Repeat all entries word for word; skip images.

Saved entries:
•••
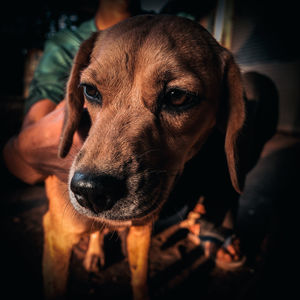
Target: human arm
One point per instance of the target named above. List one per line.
(32, 154)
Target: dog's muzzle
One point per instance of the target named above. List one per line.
(99, 192)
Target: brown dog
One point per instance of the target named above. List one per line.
(156, 88)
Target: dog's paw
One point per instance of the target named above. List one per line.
(93, 262)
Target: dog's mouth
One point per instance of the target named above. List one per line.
(134, 199)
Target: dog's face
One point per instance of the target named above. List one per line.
(154, 87)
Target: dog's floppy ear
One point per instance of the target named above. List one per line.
(232, 118)
(74, 97)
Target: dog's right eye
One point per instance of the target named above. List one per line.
(91, 93)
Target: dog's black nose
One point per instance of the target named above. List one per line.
(97, 192)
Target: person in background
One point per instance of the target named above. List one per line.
(31, 155)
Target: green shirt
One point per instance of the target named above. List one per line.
(52, 72)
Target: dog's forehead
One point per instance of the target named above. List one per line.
(151, 45)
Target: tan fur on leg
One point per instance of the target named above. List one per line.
(95, 256)
(138, 244)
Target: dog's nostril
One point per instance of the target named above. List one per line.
(97, 192)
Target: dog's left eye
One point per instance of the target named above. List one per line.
(179, 100)
(91, 93)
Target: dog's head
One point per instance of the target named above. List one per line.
(154, 87)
•••
■ TASK ANSWER:
Target: human arm
One point per instance of the target named above. List one per line.
(32, 154)
Target: dog's muzzle
One point per instance of the target named above. List one per line.
(99, 192)
Target: brown dog
One point per instance of the target named above. List one per line.
(156, 88)
Target: dog's paw
One point per instance of the target named above. List one per line.
(93, 262)
Target: dog's mouth
One point per instance of the target named above. List one per line.
(134, 199)
Target: dog's face
One point per instance of the target named above. List one per line.
(154, 87)
Target: dog's floppy ear
One point per instance of the target named above. List one per line.
(232, 118)
(74, 97)
Target: dog's right eye
One point per instance of the target named above. List one per line.
(91, 93)
Target: dog's black nose
One point per instance of the target named above. List one per line.
(97, 192)
Target: person in background
One point per instance of the target named above. List one per line.
(31, 155)
Target: green shirt
One point per instance of the target named above. List one per line.
(52, 72)
Target: dog's forehead
One point per instance of the target named above. List one per line.
(151, 45)
Target: tan fur on leg
One point per instance of the target named above. List one per line.
(95, 256)
(138, 244)
Target: dog's nostril
One point per instance of the target named above. List one per line.
(97, 192)
Target: dog's left eye
One point per instance of the target named above. List one per line.
(179, 100)
(91, 93)
Target: dog's head
One point per instance of the target named above. List one per line.
(154, 87)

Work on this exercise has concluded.